** Quoted passage **
-- -- --
Ryoko and her husband are a Tokyo couple in a loveless marriage that is on the verge of being turned upside down. Ryoko has developed a deep resentment after years of her husband's selfish behavior and is desperate for a way out. She begins to harbor deadly designs against him.
On this particular day, Ryoko has a sudden and fiery love affair with Satoru, her best friend Aki's boyfriend. Satoru suspects he has been pulled into Ryoko's cold machinations, a plan that could wreck both of their lives.
This is a suspenseful yet humorous story about adultery and deadly conspiracy. It is a chilling and tension-filled ride. Guilty love gives way to panic and then outright conflict, followed by chaos and confusion, yet the film preserves its sense of humor all along. A common thread of true relationship weaves its way through the story, tying together the tension of the disparate scenes.
Every story needs its own length of time and has its own particular style. Time frames are fixed at less than 10 minutes for short films, perhaps longer than 80 minutes for features, and around 45 minutes for some TV programs. THE TIME OF DEATH is 40 minutes long, but it is just the right amount of time for this story to be told.
When I am writing a script I don't bind myself to the conventions of a particular genre. I enjoy a story which is unpredictable. This is why I try to free myself from the boundaries of a genre. There are pros and cons to this approach. Staying within a genre can make distribution easier, but it doesn't bring fresh new ideas.
I have been directing and screenwriting major studio works since 1996, and I am keen to make as many independent films as I can, for as long as I can. When I am planning a smaller budget independent film, I look forward to testing restrictions and doing what I cannot do in major commercial films. With indie films I also have the opportunity to work as my own producer.
-- -- --
** Set exercise 1 **
Using the film description, decide whether each statement agrees with it: (a) The film runs 40 minutes. (b) Satoru is the boyfriend of Ryoko's best friend. (c) The writer says staying within a genre brings fresh new ideas. For each, answer yes or no and quote the words that settle it.

Dataset entries on where objects appear
-- -- --
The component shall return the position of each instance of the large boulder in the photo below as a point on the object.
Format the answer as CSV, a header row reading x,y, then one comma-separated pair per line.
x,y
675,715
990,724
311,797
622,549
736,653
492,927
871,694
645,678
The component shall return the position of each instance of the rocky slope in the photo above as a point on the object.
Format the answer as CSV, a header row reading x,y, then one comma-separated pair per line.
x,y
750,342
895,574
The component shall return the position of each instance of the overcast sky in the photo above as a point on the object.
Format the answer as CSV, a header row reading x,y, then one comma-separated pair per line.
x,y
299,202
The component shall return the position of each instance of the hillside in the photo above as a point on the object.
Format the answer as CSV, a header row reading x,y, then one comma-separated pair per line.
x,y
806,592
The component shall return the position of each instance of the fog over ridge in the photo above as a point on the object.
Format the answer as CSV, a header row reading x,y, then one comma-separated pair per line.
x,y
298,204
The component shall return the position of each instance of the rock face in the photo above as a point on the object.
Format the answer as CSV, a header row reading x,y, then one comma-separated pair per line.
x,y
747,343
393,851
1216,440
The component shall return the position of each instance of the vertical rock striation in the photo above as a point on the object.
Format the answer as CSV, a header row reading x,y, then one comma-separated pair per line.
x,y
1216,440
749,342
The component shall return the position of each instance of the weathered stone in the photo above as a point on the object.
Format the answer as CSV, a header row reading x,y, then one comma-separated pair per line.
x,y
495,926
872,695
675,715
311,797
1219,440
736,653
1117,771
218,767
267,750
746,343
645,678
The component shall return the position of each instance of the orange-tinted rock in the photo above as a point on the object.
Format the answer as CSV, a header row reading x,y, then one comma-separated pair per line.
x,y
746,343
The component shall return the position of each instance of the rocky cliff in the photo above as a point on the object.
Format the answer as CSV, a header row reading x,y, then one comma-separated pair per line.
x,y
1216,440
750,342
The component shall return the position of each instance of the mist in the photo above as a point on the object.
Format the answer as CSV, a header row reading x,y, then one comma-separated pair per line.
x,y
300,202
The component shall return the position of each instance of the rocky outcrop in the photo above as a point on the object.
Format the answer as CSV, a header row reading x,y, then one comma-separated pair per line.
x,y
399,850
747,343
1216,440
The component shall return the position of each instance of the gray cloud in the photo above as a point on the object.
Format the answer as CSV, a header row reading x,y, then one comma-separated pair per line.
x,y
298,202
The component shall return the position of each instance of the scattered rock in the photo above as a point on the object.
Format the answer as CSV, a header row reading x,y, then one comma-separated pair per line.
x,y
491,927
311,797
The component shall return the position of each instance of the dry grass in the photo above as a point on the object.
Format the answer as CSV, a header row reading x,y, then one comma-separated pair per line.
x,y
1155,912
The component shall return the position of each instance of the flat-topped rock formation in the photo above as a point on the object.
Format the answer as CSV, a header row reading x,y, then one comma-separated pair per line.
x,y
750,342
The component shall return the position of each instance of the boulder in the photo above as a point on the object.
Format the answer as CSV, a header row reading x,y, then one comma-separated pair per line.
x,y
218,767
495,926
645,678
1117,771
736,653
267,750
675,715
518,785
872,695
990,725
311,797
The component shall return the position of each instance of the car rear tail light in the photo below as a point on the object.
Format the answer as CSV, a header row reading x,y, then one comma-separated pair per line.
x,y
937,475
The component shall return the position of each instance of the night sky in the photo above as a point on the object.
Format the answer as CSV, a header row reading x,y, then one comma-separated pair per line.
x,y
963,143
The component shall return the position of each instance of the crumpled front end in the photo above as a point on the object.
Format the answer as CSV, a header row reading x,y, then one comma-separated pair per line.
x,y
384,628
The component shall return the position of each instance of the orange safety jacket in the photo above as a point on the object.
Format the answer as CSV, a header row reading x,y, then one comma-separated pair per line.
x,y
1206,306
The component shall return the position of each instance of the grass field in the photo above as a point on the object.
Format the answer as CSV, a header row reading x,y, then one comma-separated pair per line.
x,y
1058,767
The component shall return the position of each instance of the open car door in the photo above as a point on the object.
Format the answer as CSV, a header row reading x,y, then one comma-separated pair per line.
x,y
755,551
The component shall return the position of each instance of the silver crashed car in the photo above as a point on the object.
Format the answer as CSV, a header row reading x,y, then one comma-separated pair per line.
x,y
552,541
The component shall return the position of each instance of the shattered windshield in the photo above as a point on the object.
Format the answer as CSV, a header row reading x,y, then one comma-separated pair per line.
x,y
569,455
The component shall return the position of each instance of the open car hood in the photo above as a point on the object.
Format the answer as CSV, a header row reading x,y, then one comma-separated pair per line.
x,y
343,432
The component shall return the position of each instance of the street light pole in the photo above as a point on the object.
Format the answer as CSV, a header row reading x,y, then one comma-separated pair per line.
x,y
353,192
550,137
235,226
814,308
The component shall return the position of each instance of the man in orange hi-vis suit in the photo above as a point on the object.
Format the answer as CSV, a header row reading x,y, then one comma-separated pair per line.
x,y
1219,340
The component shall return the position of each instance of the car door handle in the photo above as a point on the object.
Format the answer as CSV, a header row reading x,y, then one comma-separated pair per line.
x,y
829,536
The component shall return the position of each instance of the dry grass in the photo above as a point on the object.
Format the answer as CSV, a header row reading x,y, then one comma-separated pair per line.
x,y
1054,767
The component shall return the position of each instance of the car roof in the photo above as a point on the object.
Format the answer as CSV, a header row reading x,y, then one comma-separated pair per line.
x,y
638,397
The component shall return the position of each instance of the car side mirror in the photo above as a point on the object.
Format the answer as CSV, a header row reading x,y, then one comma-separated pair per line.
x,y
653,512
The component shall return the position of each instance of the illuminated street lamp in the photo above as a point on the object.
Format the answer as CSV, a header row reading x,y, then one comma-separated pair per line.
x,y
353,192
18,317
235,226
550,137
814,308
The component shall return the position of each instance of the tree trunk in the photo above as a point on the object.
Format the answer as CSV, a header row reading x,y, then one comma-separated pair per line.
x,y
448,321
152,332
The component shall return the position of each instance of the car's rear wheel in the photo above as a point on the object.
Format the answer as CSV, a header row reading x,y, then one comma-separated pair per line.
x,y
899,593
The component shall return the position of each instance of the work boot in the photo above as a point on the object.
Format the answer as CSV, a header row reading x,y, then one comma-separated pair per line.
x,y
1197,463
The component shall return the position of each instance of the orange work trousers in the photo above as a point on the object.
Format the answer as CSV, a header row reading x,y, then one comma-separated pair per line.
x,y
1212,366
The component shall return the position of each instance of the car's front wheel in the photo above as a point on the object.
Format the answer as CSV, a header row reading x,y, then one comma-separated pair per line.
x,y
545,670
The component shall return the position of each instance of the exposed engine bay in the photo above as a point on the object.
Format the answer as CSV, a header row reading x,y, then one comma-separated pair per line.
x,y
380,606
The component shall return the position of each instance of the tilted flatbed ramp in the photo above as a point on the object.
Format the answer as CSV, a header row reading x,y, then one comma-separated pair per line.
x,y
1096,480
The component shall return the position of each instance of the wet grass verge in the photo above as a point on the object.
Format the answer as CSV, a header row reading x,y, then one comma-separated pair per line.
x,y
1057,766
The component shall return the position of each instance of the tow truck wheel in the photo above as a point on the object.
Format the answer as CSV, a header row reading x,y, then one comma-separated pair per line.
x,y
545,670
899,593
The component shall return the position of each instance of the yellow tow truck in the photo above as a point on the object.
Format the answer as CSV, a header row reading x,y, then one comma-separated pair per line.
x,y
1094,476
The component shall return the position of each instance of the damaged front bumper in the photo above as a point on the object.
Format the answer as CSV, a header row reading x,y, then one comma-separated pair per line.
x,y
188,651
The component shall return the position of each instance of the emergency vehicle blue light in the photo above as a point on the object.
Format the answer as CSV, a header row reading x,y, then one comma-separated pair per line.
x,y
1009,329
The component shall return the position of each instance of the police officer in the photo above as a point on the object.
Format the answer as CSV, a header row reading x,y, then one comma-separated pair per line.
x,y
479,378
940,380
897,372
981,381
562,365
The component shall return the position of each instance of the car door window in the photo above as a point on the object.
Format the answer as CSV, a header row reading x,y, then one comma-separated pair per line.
-- -- --
** Set exercise 2 **
Extract every line of the entries that contains the string "truck".

** Written solution 1 **
(a) Yes: "THE TIME OF DEATH is 40 minutes long"
(b) Yes: "Satoru, her best friend Aki's boyfriend"
(c) No: "Staying within a genre can make distribution easier, but it doesn't bring fresh new ideas."

** Written solution 2 **
The component shall return the position of each instance of the tow truck wheel in the photo above as a point on the object.
The component shall return the position of each instance of the yellow tow truck in the photo above as a point on the object.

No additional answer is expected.